▶ Directions for this task:
Rescale the part of the entries that opens with the line containing "Locate every instance of the bird head" and closes at the end of the entries. Write out every line of it again, including the requests, with each pin coordinate in the answers multiplied by 0.5 and rounded to a whole number (halves round up), and leave the pictures out.

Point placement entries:
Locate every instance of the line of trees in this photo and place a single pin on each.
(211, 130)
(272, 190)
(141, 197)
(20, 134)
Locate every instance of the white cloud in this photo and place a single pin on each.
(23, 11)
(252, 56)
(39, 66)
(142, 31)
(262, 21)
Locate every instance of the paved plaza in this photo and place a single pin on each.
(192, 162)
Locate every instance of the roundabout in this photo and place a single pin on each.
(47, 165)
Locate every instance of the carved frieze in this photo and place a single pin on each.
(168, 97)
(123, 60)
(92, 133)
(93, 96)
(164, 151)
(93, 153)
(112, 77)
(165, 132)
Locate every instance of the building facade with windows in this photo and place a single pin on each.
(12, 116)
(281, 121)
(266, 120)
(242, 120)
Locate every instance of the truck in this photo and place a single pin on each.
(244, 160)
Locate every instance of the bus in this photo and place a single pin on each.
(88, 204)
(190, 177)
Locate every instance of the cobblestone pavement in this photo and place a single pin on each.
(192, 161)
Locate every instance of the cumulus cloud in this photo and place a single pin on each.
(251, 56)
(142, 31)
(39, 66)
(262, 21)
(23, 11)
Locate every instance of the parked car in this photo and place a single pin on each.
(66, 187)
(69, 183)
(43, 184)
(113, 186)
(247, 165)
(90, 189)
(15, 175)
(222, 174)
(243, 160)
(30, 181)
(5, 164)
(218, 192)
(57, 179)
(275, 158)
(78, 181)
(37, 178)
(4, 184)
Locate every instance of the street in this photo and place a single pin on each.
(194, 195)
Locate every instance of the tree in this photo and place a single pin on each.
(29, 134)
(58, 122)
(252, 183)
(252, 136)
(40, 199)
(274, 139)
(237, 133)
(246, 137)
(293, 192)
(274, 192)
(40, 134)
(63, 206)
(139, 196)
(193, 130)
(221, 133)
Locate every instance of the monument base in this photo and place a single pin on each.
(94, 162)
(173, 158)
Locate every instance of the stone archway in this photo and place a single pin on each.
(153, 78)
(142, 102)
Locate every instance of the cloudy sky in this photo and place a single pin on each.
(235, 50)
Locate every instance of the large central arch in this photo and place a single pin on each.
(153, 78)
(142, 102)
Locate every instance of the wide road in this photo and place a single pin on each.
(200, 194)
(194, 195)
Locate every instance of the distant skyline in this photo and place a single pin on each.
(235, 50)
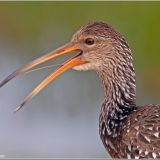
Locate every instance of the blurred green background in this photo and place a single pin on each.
(62, 121)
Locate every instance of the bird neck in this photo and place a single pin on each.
(120, 96)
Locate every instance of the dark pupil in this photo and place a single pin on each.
(89, 41)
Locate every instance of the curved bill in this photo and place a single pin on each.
(74, 61)
(51, 55)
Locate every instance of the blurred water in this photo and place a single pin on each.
(62, 121)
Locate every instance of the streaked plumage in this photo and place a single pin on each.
(126, 130)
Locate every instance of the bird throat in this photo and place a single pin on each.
(119, 102)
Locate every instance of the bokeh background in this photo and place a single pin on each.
(62, 121)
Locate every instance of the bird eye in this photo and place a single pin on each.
(89, 41)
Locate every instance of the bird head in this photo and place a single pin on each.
(95, 44)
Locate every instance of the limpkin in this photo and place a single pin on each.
(127, 130)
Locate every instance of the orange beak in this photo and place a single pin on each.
(74, 61)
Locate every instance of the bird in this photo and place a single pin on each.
(127, 130)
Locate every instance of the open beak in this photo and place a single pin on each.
(74, 61)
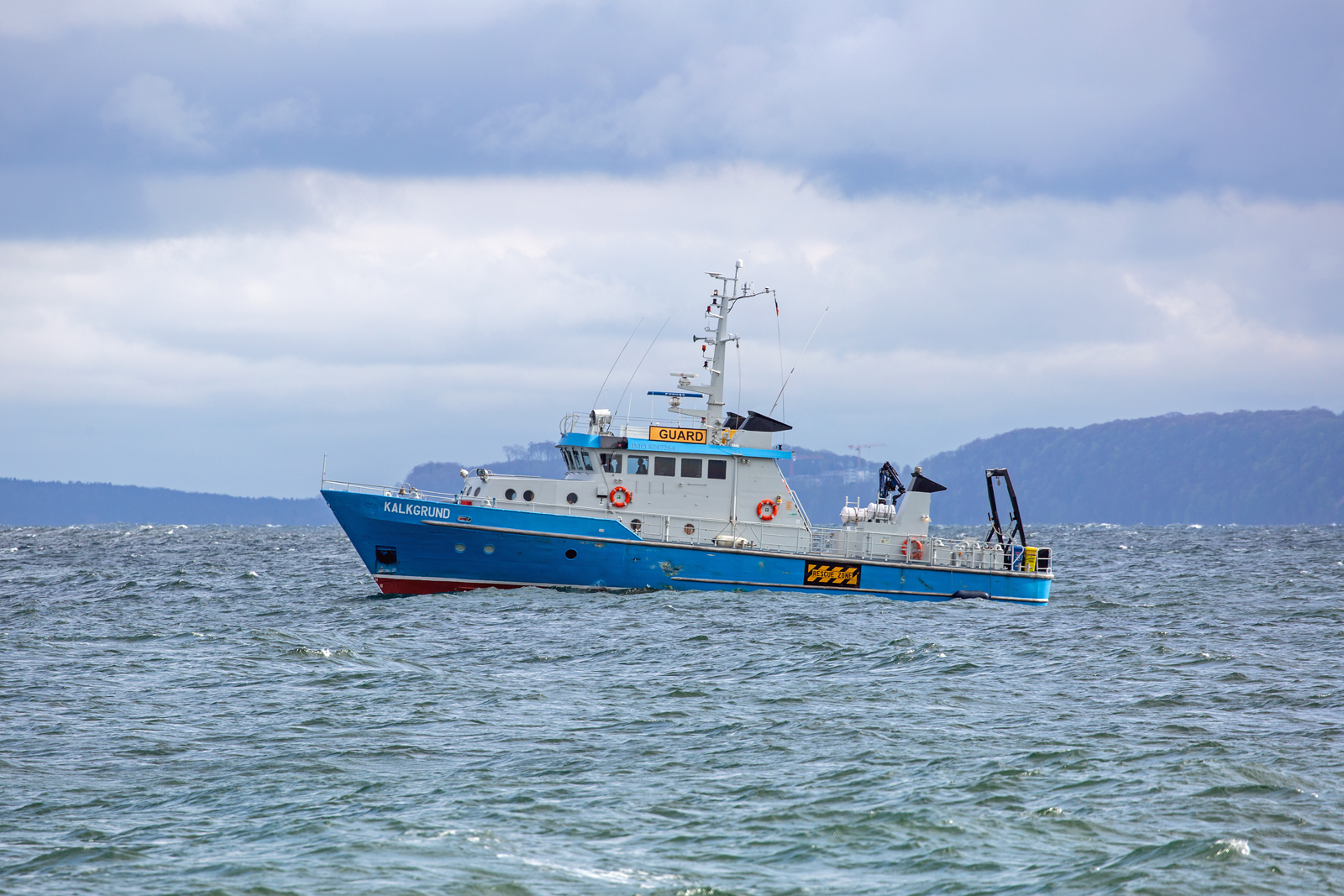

▶ The solution:
Locate every instance of the bird head in this photo and place a single pin on each.
(48, 22)
Locate every instance of the limpkin in this photo and place a single pin on each.
(64, 65)
Locate every instance of the orange beak in this photo and place a single pin on each.
(37, 31)
Locate every instance of the bird in this photo and place a single pin on each.
(64, 65)
Locate every instance of the open beak in this photo and place a single pin on each.
(37, 31)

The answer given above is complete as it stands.